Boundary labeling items
+-------+

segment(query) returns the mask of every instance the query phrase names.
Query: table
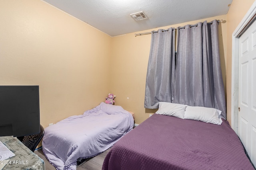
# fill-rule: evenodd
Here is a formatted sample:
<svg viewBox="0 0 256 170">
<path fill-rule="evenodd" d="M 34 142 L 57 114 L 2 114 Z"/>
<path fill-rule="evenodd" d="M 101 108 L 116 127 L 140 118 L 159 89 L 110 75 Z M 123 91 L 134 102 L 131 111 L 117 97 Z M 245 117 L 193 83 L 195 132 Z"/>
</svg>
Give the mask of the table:
<svg viewBox="0 0 256 170">
<path fill-rule="evenodd" d="M 8 159 L 9 161 L 2 170 L 45 170 L 44 162 L 32 152 L 16 137 L 0 137 L 1 141 L 15 156 Z M 2 165 L 4 161 L 0 161 Z"/>
</svg>

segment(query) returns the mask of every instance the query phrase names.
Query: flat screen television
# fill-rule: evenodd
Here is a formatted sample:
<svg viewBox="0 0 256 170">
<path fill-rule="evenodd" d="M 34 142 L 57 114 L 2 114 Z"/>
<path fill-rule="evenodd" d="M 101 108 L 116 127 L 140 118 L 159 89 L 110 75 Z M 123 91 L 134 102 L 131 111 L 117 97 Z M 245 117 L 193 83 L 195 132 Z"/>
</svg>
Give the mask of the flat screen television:
<svg viewBox="0 0 256 170">
<path fill-rule="evenodd" d="M 0 136 L 40 132 L 38 86 L 0 86 Z"/>
</svg>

+-------+

■ **Task requirements**
All of the records above must be copied exactly, except for the pictures.

■ **Output for this exercise**
segment(query) returns the mask of every instance the query phrase names.
Query: table
# fill-rule: evenodd
Here is a formatted sample:
<svg viewBox="0 0 256 170">
<path fill-rule="evenodd" d="M 34 142 L 57 114 L 2 114 Z"/>
<path fill-rule="evenodd" d="M 101 108 L 116 127 L 140 118 L 159 89 L 110 75 Z M 123 91 L 134 102 L 131 111 L 117 97 Z M 245 117 L 193 83 L 195 132 Z"/>
</svg>
Give the mask of the table:
<svg viewBox="0 0 256 170">
<path fill-rule="evenodd" d="M 8 159 L 9 161 L 2 170 L 45 170 L 44 162 L 32 152 L 16 137 L 0 137 L 1 141 L 15 156 Z M 2 165 L 4 161 L 0 161 Z"/>
</svg>

segment(query) returns the mask of every instance the query phrase names.
Query: flat screen television
# fill-rule: evenodd
Here is a formatted sample:
<svg viewBox="0 0 256 170">
<path fill-rule="evenodd" d="M 34 142 L 57 114 L 2 114 Z"/>
<path fill-rule="evenodd" d="M 101 108 L 116 127 L 140 118 L 159 89 L 110 75 Z M 123 91 L 134 102 L 131 111 L 117 97 Z M 245 117 L 193 83 L 195 132 Z"/>
</svg>
Give the mask of the flat screen television:
<svg viewBox="0 0 256 170">
<path fill-rule="evenodd" d="M 0 136 L 40 132 L 38 86 L 0 86 Z"/>
</svg>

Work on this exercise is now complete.